McLAREN & Me: David Hobbs
In the next instalment of McLaren & Me, we catch up with former McLaren driver, David Hobbs, for an exclusive insight into his time at with the team. David Hobbs contested two Grands Prix and one Indy 500 in works McLarens, but his association with the marque spread far beyond that.
I first met Bruce McLaren in 1965, when I was driving a Lola T70 in England. We raced against each other a few times then. The team I was with, although we were hopelessly underfunded, also went to the States and Canada to do what turned out to be the last year of the USRRC, before it turned into CanAm. I came third behind Bruce at St Jovite, and I was on the front row with him at Mosport. Our paths didn't cross much, but I knew him and his wife Pat very well.
The first time I raced a McLaren was in CanAm – it was actually an M6B. I drove that a couple of times in the States in 1969, and and I remember it got incredibly hot, I mean really hot. Later I did a few races with an M20 in 1971, and an M8D in 1972.
The first real success I had with a McLaren was in US F5000 in 1971. I'd been driving for John Surtees since 1969. The Surtees was a nice car to drive, and we did the American championship twice. But both times we got there very late. The first year we missed six out of 14 races, and I lost the championship by one point. The next year we went back and missed another six races, and came third.
So in 1971, when Roger Penske wanted me to drive his Ferrari 512M sportscar and at Indy, one of the stipulations was that I would have to change teams in F5000, because Surtees was a Firestone team, and Roger was very much Goodyear. So he put me in touch with Carl Hogan, and in 1971 I drove for Carl in a McLaren M10B.
The championship had been reduced in size, it was only about seven races now, and I won five of them. So I won the championship easily in that McLaren. It was a very nice car to drive, and very easy to adjust. When you made changes to the chassis you could feel the change. That kind of brought me to the attention of McLaren generally, I suppose.Â
At the end of the season Roger called me up and asked me if I'd like to drive at the US GP. Mark Donohue had driven his M19 in the Canadian GP, and come third. But for Watkins Glen he had a clash, and had to do the Trenton Indycar race for Roger.
However, Mark had had such a great run the week before, coming third in his first F1 race, I think he thought, 'I'd better have another go at this!' In those days there was no practice and qualifying, and every lap counted. In the end I didn't do many laps because Mark fiddled around and finally didn't decide until Friday night to go to Trenton after all, so I only had Saturday to work on the car.
The one thing it had which didn't suit me was a very, very tight differential, which induced a lot of understeer. Mark had a driving style that got over that. I certainly didn't set the car up the way I would have, because he did it and then in the end decided I'm going to go and do Trenton anyway, and left me there. I came 10th, but I think if I'd had more time in the car I would have done better than that.

=====

- Stated goal 1: Quote the entries from the line with "point: timber post" through the final entry, keeping every line between them.
The David Hobbs interview and the entries have no connection to each other.

- Task data:
=====

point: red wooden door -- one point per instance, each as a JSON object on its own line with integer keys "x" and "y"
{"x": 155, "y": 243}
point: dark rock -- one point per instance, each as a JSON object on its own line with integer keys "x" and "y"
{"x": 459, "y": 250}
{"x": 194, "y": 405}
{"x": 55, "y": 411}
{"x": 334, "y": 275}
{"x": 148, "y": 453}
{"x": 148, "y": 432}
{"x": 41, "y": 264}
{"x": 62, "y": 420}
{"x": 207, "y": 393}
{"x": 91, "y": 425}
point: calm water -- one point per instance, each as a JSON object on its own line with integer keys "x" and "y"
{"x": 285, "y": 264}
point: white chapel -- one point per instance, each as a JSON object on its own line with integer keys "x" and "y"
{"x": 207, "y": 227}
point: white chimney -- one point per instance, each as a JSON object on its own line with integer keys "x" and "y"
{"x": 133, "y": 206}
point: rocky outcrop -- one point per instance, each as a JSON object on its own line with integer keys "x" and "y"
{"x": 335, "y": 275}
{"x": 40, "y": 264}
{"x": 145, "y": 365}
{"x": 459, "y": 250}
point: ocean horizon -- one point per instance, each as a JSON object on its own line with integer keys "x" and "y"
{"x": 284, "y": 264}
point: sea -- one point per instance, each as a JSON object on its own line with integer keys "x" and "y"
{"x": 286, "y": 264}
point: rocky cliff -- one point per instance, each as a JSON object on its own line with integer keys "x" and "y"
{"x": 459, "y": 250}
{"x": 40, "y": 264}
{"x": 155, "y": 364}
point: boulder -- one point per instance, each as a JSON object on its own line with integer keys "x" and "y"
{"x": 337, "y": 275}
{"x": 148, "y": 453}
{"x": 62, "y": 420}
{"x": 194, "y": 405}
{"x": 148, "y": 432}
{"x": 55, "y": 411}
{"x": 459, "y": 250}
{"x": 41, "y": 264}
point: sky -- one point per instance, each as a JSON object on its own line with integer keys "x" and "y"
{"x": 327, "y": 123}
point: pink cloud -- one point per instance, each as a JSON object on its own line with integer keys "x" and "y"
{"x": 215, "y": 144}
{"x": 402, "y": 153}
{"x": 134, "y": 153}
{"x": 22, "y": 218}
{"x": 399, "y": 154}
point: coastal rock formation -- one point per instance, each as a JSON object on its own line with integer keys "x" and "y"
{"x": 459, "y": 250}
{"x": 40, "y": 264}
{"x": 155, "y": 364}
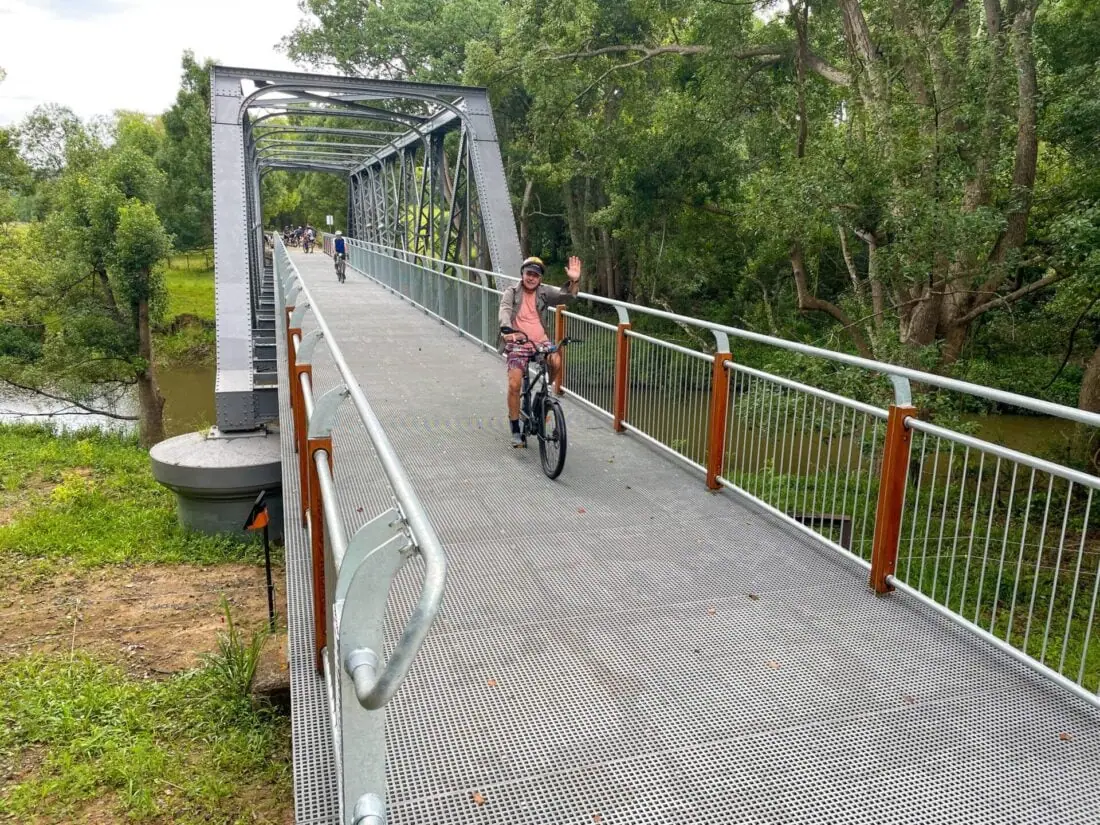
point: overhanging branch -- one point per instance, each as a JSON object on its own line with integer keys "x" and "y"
{"x": 70, "y": 402}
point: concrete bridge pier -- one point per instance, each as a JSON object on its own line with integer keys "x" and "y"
{"x": 217, "y": 476}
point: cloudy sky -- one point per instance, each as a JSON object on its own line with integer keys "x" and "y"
{"x": 96, "y": 56}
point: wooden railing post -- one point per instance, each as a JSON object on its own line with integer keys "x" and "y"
{"x": 317, "y": 545}
{"x": 559, "y": 333}
{"x": 300, "y": 436}
{"x": 891, "y": 496}
{"x": 719, "y": 408}
{"x": 292, "y": 358}
{"x": 622, "y": 374}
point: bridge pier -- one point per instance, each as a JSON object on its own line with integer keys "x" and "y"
{"x": 217, "y": 476}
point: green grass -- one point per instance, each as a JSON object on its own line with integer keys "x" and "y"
{"x": 189, "y": 345}
{"x": 77, "y": 734}
{"x": 187, "y": 334}
{"x": 90, "y": 498}
{"x": 79, "y": 739}
{"x": 189, "y": 283}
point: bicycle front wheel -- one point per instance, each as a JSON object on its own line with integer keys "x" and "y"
{"x": 552, "y": 438}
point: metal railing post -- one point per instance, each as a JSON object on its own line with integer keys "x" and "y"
{"x": 460, "y": 301}
{"x": 440, "y": 308}
{"x": 719, "y": 409}
{"x": 486, "y": 303}
{"x": 559, "y": 332}
{"x": 892, "y": 482}
{"x": 622, "y": 373}
{"x": 300, "y": 435}
{"x": 317, "y": 543}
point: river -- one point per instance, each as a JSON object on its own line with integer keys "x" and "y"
{"x": 188, "y": 406}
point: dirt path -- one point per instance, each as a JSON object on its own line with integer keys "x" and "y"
{"x": 154, "y": 620}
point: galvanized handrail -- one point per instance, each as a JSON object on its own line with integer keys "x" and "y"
{"x": 374, "y": 690}
{"x": 1000, "y": 396}
{"x": 837, "y": 469}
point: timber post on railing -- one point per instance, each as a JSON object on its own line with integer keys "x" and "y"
{"x": 320, "y": 440}
{"x": 351, "y": 579}
{"x": 622, "y": 367}
{"x": 559, "y": 333}
{"x": 893, "y": 477}
{"x": 303, "y": 381}
{"x": 719, "y": 408}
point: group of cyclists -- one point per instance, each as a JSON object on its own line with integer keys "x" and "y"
{"x": 305, "y": 237}
{"x": 520, "y": 316}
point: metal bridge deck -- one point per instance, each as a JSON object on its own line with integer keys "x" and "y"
{"x": 620, "y": 646}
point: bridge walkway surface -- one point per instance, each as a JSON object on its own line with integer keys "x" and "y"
{"x": 622, "y": 646}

=====

- Stated goal 2: Print the passage of the David Hobbs interview from "McLAREN & Me: David" to "far beyond that.".

- Written answer 1:
point: timber post on railing -- one point per instance, each as a JSON object on its own line with integer keys "x" and "y"
{"x": 320, "y": 440}
{"x": 351, "y": 579}
{"x": 622, "y": 367}
{"x": 559, "y": 333}
{"x": 893, "y": 477}
{"x": 303, "y": 381}
{"x": 719, "y": 408}
point: group of cyclists -- one point per instance, each as a JSON object on its own line with integer keys "x" and "y"
{"x": 305, "y": 237}
{"x": 520, "y": 316}
point: metal bridge deck -- one point per instance, each as a JSON object on its own line with integer keys "x" and "y"
{"x": 620, "y": 646}
point: bridge walkway surface -- one point per instance, each as a JSON object on its own line with integer keys "x" and "y"
{"x": 622, "y": 646}

- Written answer 2:
McLAREN & Me: David Hobbs
In the next instalment of McLaren & Me, we catch up with former McLaren driver, David Hobbs, for an exclusive insight into his time at with the team. David Hobbs contested two Grands Prix and one Indy 500 in works McLarens, but his association with the marque spread far beyond that.